Segment Start: PAGE EXTRACT

Low Oil Prices Could Stretch Into May, Analysts Say Following Historic Collapse – By David Brennan (Newsweek) / April 21 2020
U.S. oil prices collapsed to historic lows on Monday, reaching as low as minus $40 per barrel as traders struggled with sustained low demand and storage capacity filling up around the world.
U.S. benchmark West Texas Intermediate crude May futures fell more than 305 percent on Monday, settling at minus $37.63 per barrel down from $55.90 earlier in the day. This marked the largest fall in the commodity’s history and the first time ever that WTI futures had dropped below $0.
Elsewhere, the internal benchmark Brent crude price fell below $26 per barrel on Monday—down 8.9 percent—and continued its slide to below $20 per barrel on Tuesday morning.
Oil markets have been thrown into chaos by the COVID-19 coronavirus slowdown, which has sent demand for oil plummeting and supply ballooning. Meanwhile, the excess oil has been rapidly filling storage space around the world.
A price dispute between the Saudi-dominated OPEC cartel and Russia exacerbated the situation. Russia had been cooperating with OPEC under the OPEC+ agreement until March, when it broke with the bloc over proposed production cuts intended to boost price.
The Saudis retaliated by upping production, driving down the price of oil in the hope that Russian and its natural resource-dependent economy would sustain enough damage to force Moscow back to the table. The two sides have now agreed a historic cut in production, but this will not come into force until May.

Segment End: PAGE EXTRACT
Segment Start: GIVEN INFORMATION

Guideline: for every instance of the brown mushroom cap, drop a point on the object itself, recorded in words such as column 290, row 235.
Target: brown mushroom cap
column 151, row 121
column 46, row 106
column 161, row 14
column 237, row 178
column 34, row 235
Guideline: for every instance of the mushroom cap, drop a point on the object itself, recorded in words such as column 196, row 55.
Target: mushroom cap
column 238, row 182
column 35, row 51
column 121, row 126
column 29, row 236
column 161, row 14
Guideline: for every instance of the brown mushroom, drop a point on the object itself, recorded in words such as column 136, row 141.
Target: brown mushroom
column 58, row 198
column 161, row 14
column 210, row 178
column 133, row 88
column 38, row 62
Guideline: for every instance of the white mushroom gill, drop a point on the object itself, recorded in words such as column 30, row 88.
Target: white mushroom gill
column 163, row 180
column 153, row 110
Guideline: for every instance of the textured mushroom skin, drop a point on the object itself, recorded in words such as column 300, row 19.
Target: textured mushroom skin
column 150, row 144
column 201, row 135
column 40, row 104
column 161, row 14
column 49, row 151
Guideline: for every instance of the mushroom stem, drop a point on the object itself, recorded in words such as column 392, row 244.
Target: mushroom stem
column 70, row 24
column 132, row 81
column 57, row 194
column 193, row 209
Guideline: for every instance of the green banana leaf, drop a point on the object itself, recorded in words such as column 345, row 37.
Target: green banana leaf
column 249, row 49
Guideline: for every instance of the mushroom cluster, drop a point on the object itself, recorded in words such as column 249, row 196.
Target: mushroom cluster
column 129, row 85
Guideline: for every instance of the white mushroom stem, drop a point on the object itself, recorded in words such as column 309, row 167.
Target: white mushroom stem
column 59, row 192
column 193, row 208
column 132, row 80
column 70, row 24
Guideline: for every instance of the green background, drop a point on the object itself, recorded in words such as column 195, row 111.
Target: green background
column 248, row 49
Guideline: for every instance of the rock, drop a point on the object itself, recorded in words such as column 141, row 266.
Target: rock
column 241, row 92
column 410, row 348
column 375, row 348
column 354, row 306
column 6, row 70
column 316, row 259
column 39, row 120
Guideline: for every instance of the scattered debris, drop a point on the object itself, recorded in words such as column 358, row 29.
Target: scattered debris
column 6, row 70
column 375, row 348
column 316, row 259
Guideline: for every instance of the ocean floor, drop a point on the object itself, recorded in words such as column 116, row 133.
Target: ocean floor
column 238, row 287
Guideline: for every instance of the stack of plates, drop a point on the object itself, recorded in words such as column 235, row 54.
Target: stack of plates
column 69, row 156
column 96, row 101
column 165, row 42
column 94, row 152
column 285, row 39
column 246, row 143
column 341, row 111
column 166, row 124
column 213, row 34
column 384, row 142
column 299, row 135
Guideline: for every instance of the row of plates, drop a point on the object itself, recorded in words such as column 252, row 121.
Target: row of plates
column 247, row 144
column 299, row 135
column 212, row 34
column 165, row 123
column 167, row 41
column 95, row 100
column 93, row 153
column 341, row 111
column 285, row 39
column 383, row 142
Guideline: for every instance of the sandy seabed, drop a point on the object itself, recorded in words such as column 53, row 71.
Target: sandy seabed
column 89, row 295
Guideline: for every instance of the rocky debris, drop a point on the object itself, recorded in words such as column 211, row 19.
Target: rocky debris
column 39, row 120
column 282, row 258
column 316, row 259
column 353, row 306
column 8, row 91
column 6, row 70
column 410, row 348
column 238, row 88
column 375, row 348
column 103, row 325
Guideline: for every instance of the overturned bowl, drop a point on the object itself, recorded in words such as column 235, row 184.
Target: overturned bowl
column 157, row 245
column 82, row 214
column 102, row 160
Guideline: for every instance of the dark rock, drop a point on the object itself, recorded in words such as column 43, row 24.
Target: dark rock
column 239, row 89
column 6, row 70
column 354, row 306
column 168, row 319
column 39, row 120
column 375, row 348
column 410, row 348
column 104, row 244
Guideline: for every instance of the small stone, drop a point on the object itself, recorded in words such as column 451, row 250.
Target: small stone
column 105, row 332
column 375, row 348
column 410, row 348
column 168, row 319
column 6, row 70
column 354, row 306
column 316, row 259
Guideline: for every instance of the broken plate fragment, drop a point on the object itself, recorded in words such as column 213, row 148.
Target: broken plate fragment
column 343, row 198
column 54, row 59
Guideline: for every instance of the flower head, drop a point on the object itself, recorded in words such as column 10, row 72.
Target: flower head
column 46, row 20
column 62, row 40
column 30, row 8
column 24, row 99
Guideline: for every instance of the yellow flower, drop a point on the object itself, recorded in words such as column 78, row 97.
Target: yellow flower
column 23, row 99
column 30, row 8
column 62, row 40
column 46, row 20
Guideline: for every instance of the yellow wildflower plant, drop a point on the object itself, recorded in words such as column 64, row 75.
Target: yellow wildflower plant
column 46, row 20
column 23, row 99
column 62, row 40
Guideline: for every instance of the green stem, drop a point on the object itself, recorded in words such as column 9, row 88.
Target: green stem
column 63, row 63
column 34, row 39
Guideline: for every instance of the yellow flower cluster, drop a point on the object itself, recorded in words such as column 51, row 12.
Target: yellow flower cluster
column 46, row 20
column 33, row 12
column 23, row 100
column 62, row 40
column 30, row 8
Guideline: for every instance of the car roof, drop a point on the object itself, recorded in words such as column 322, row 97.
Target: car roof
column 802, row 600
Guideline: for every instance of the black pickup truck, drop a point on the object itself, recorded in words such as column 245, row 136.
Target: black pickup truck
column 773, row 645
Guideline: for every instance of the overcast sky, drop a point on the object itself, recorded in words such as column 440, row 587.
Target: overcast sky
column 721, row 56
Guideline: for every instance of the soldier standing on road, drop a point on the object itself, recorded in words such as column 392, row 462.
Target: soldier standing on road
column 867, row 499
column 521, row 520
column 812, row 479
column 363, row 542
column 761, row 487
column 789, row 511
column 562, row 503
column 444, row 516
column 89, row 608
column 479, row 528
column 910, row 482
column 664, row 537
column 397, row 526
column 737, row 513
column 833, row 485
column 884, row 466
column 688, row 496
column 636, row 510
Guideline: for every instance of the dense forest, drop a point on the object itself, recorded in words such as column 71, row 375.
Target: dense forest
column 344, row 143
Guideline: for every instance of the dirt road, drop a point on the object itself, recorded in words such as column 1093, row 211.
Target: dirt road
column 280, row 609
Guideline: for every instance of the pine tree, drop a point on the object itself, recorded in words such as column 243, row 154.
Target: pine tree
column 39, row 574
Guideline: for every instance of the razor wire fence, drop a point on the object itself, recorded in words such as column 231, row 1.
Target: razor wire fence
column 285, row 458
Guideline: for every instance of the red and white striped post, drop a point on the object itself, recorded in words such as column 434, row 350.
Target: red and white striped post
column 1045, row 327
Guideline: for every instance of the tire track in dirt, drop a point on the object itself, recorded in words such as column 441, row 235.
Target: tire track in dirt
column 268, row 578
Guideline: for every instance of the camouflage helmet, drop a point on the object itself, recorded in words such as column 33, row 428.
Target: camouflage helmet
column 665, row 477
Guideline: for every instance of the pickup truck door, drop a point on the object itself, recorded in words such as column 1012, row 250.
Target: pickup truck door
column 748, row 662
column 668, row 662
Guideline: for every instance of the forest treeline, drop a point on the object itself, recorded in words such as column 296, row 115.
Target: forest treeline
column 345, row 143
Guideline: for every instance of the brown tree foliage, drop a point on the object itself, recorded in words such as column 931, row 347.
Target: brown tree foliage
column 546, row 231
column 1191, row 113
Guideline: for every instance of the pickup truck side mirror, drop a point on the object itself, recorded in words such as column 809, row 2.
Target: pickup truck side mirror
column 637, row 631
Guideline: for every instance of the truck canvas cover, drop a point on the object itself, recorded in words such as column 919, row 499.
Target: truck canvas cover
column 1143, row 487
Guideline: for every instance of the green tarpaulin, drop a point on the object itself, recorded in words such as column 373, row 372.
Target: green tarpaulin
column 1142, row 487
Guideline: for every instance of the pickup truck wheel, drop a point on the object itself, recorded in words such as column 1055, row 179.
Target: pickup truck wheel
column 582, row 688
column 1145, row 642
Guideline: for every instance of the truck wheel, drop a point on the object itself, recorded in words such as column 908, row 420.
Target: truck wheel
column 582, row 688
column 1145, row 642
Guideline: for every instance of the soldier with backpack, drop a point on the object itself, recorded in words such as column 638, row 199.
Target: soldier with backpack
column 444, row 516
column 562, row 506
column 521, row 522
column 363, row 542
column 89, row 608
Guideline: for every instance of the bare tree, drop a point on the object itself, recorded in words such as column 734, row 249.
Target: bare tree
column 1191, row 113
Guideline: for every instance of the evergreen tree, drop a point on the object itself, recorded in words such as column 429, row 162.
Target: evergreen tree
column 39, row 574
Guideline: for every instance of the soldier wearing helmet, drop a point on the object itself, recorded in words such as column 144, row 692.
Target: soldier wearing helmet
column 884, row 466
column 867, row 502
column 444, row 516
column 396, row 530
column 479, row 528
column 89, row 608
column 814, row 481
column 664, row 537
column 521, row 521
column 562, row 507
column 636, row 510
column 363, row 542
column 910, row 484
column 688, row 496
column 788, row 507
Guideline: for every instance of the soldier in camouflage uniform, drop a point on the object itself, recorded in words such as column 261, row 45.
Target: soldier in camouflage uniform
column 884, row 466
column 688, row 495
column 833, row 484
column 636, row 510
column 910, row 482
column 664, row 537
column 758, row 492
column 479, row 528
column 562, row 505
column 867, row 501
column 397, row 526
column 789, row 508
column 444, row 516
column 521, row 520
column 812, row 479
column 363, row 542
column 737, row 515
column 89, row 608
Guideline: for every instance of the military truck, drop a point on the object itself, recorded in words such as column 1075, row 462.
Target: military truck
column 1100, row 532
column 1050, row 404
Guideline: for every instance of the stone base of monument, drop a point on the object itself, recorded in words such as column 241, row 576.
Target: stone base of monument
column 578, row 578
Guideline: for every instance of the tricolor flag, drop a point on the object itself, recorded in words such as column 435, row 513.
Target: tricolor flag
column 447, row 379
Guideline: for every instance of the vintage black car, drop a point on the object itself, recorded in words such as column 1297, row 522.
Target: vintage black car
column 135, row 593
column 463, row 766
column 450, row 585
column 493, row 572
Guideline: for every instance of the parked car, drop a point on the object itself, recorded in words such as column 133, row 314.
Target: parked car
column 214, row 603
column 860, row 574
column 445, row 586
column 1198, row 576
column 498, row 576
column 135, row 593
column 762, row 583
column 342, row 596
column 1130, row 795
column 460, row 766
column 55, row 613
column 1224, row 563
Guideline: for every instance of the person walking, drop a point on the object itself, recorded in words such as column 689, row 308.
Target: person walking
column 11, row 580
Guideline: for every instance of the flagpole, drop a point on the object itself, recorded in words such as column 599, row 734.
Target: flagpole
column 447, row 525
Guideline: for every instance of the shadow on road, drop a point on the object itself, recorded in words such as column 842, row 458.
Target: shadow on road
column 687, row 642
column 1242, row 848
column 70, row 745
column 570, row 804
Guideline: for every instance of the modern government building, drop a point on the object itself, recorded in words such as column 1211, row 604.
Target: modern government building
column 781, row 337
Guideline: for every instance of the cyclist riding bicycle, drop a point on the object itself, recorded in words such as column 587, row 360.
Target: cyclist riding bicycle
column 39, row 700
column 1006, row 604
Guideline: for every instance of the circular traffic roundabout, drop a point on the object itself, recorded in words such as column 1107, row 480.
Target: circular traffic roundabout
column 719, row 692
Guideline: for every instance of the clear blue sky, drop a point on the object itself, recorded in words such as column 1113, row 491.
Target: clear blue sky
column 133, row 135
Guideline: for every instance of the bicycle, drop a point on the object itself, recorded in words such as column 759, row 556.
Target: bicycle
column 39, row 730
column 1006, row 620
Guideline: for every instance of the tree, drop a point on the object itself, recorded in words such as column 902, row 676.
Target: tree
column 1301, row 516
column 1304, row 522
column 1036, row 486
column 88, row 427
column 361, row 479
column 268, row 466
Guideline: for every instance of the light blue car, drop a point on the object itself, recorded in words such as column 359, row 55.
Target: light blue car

Segment End: GIVEN INFORMATION

INSTRUCTIONS:
1. According to the oil price article, why did the Saudis increase oil production after Russia broke with OPEC in March?
2. Reproduce the passage of the oil price article from "The Saudis retaliated" up to and including "force until May.".

SOLUTION SET:
1. The Saudis increased production to drive down the price of oil. They hoped that Russia, with its natural resource-dependent economy, would sustain enough damage to force Moscow back to the table.

2.
The Saudis retaliated by upping production, driving down the price of oil in the hope that Russian and its natural resource-dependent economy would sustain enough damage to force Moscow back to the table. The two sides have now agreed a historic cut in production, but this will not come into force until May.